Directive: Give as output the line that contains "point: the bison tail, center", followed by every remaining line of the entries, unchanged and with nothing added.

Object location annotation data
--- begin ---

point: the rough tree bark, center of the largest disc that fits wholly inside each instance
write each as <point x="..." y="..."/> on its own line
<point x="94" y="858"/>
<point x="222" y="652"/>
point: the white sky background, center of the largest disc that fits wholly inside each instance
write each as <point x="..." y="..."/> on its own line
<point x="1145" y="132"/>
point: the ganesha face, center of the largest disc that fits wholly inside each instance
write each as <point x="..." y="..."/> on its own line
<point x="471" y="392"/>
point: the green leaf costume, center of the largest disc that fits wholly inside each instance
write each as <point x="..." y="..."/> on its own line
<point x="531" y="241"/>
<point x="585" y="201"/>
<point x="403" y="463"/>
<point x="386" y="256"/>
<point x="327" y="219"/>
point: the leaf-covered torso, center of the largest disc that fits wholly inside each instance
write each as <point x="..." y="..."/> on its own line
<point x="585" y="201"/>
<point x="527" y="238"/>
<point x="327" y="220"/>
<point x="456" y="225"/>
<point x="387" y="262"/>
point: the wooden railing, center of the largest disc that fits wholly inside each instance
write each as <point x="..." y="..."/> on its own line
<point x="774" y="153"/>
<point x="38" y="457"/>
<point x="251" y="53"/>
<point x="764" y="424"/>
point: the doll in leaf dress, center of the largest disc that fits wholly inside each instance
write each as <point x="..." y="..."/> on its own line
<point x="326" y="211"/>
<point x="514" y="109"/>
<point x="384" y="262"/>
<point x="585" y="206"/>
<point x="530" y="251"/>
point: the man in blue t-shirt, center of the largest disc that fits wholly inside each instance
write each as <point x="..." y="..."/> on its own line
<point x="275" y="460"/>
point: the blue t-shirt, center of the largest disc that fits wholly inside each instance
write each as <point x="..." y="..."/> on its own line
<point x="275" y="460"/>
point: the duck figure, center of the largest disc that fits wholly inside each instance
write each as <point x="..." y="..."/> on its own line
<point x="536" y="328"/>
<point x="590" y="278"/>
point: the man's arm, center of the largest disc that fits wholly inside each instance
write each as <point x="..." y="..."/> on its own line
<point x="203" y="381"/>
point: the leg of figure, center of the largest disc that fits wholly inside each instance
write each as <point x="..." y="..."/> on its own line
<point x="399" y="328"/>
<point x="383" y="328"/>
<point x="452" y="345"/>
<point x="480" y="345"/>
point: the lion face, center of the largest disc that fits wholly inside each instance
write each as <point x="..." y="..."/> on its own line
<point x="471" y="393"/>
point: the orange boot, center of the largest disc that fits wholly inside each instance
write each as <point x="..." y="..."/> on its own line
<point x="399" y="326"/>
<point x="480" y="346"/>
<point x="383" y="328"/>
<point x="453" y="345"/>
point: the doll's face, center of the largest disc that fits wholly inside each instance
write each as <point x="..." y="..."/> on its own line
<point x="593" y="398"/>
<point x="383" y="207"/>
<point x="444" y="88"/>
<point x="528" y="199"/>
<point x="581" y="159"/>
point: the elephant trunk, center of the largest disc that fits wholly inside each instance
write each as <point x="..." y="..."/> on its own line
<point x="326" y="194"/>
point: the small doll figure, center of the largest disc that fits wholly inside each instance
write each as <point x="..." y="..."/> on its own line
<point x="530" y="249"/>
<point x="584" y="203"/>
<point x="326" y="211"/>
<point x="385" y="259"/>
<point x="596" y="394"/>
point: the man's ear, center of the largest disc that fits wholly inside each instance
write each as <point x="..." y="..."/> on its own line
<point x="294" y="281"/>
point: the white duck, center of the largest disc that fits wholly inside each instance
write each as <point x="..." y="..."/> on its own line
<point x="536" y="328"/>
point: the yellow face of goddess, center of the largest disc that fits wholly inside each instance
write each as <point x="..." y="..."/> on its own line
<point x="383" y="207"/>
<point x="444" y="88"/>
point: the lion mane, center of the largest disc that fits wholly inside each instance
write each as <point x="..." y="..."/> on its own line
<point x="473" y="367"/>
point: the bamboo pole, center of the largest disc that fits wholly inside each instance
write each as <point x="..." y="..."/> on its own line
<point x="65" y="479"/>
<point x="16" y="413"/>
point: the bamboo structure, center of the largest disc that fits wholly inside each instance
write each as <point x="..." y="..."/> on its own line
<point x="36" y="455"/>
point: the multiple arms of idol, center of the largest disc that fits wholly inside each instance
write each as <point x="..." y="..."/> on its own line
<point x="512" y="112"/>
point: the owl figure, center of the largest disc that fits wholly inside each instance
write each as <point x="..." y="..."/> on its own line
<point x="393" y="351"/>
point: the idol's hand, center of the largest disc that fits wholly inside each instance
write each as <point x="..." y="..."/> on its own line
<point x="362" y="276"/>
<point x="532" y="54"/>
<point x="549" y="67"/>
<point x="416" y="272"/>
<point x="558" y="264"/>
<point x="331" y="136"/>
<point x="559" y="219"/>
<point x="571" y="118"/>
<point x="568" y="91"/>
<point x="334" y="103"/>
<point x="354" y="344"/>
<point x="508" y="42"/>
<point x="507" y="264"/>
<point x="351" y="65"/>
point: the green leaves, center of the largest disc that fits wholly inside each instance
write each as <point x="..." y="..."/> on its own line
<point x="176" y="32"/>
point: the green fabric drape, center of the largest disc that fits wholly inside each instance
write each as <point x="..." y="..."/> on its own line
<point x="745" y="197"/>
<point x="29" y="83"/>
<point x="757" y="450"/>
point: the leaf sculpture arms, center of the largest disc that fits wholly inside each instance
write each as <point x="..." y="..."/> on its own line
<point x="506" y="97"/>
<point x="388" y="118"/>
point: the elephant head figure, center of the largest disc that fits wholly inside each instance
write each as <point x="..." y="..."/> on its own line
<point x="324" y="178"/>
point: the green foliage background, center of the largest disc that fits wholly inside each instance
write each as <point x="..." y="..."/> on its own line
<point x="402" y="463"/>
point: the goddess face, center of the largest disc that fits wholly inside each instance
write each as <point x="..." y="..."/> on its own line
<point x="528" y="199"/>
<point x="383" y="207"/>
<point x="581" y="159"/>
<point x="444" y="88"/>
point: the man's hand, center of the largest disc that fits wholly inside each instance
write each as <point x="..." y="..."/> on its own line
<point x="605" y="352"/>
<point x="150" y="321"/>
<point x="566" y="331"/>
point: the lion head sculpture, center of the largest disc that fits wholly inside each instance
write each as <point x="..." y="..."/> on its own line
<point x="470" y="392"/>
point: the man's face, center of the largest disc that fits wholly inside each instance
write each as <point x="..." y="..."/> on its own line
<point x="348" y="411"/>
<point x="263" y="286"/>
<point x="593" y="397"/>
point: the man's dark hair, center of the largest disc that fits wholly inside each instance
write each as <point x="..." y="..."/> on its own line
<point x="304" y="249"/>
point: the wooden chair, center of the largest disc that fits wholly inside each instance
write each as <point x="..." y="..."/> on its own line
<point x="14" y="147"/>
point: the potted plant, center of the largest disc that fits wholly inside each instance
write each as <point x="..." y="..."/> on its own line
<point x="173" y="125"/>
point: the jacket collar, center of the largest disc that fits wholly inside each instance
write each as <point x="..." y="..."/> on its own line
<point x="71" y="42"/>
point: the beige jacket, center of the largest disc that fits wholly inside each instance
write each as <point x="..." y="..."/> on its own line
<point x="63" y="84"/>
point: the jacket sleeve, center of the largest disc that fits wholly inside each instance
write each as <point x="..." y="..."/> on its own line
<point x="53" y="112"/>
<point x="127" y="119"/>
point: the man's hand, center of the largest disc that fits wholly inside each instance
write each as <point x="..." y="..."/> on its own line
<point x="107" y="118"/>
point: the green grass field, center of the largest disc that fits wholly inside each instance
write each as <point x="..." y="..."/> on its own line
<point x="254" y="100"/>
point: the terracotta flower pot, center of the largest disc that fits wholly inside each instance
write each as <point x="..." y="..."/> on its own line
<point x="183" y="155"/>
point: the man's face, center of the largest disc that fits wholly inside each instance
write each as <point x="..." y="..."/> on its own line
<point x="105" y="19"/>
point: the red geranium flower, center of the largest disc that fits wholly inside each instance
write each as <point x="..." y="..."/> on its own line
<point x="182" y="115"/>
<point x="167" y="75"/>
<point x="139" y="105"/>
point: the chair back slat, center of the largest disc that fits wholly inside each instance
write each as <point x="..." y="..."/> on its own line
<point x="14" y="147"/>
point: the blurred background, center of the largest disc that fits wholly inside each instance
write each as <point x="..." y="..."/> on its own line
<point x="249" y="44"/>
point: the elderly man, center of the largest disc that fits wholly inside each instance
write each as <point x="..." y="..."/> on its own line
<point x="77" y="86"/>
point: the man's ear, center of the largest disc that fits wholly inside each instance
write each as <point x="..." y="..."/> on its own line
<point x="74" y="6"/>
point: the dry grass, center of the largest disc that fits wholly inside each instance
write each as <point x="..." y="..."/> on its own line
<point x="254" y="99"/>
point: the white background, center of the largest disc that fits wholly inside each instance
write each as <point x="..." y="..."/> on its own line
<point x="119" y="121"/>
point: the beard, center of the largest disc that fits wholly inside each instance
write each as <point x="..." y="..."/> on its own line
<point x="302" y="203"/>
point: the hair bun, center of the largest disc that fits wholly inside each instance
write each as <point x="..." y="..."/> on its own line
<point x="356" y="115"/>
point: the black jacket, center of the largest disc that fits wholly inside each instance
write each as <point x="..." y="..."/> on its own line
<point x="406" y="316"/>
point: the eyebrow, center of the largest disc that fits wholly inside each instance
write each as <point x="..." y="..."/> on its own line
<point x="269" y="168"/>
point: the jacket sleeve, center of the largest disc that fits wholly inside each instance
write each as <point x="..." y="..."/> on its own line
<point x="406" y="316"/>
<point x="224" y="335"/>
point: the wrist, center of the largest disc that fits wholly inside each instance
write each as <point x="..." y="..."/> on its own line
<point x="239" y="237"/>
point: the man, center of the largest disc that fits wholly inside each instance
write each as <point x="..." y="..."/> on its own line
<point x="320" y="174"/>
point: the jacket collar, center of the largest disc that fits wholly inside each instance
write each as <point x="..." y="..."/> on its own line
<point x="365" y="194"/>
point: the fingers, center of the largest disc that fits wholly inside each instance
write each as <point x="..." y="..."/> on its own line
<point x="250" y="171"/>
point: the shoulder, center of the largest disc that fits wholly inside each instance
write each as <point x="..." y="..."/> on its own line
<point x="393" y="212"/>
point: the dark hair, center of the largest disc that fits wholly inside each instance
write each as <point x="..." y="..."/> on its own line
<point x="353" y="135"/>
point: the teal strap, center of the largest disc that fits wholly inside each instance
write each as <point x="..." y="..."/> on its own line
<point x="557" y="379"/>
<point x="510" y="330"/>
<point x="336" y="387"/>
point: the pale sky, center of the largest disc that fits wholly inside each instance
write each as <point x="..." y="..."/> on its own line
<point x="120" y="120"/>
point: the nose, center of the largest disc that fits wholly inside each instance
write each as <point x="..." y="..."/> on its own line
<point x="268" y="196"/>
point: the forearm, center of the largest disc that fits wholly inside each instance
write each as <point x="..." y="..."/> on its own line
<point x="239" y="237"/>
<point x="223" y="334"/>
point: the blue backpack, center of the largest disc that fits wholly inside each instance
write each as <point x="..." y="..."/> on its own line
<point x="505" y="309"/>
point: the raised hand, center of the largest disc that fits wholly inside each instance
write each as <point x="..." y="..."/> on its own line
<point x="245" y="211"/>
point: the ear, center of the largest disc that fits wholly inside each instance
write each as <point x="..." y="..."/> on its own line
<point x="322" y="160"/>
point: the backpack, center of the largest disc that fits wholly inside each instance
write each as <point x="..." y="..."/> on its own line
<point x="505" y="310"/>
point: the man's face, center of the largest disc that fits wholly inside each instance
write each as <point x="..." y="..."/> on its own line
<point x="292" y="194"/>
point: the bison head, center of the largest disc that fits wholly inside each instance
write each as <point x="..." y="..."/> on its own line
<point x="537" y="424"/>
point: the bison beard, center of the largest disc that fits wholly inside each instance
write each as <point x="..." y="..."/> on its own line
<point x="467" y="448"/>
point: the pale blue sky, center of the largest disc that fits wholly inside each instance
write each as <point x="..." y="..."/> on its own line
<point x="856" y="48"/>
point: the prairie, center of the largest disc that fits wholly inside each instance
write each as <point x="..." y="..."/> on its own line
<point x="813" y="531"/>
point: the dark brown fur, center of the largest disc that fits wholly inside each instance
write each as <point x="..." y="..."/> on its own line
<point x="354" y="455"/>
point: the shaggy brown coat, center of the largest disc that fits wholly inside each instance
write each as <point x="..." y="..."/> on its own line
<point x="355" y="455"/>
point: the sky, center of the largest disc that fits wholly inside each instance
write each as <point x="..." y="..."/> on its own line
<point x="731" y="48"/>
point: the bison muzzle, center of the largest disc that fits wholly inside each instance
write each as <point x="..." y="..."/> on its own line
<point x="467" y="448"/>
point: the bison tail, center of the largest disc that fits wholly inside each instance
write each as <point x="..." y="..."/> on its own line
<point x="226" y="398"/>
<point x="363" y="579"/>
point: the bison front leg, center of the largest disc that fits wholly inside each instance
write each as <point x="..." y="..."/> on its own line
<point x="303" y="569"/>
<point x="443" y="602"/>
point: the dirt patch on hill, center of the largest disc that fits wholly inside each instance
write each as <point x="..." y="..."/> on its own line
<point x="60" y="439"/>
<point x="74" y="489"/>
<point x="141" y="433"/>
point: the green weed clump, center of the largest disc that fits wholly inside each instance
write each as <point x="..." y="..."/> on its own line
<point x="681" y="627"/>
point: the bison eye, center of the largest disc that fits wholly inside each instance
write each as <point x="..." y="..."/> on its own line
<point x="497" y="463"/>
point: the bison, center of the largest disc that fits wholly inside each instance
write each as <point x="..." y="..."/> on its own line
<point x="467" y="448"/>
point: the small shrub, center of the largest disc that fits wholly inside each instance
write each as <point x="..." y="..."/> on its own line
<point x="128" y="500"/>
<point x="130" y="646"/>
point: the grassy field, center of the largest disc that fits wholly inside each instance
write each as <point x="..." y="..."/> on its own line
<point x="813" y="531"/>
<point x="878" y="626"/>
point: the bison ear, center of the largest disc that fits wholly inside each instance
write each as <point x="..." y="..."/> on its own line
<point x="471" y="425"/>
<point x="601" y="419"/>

--- end ---

Completed exercise:
point: the bison tail, center of the largest disc that fits wholly inside each instance
write each as <point x="..." y="..."/> on its own line
<point x="226" y="398"/>
<point x="363" y="579"/>
point: the bison front leg, center of the largest disc that fits wholly inside each instance
write each as <point x="..." y="..."/> on its own line
<point x="303" y="569"/>
<point x="443" y="602"/>
point: the dirt patch on hill, center of the largest disc that fits wholly inside each instance
write each as <point x="..." y="..."/> on its own line
<point x="60" y="439"/>
<point x="74" y="489"/>
<point x="141" y="433"/>
point: the green weed clump, center of the largest disc that fits wholly inside each instance
write each as <point x="..." y="..."/> on its own line
<point x="681" y="627"/>
point: the bison eye, center of the largest disc that fits wholly inside each instance
write each as <point x="..." y="..."/> on its own line
<point x="497" y="463"/>
point: the bison, center of the largest disc that fits wholly inside each instance
write each as <point x="..." y="..."/> on its own line
<point x="467" y="448"/>
point: the small shrub, center of the largest disc that fits wholly inside each instance
write each as <point x="..." y="..."/> on its own line
<point x="128" y="500"/>
<point x="130" y="646"/>
point: the grassy field, center of the largest disc that fits wholly inside each instance
write each as <point x="..." y="..."/> on its own line
<point x="813" y="531"/>
<point x="878" y="626"/>
point: the bison ear, center of the largest disc that fits wholly inside each instance
write each as <point x="..." y="..."/> on its own line
<point x="471" y="425"/>
<point x="601" y="419"/>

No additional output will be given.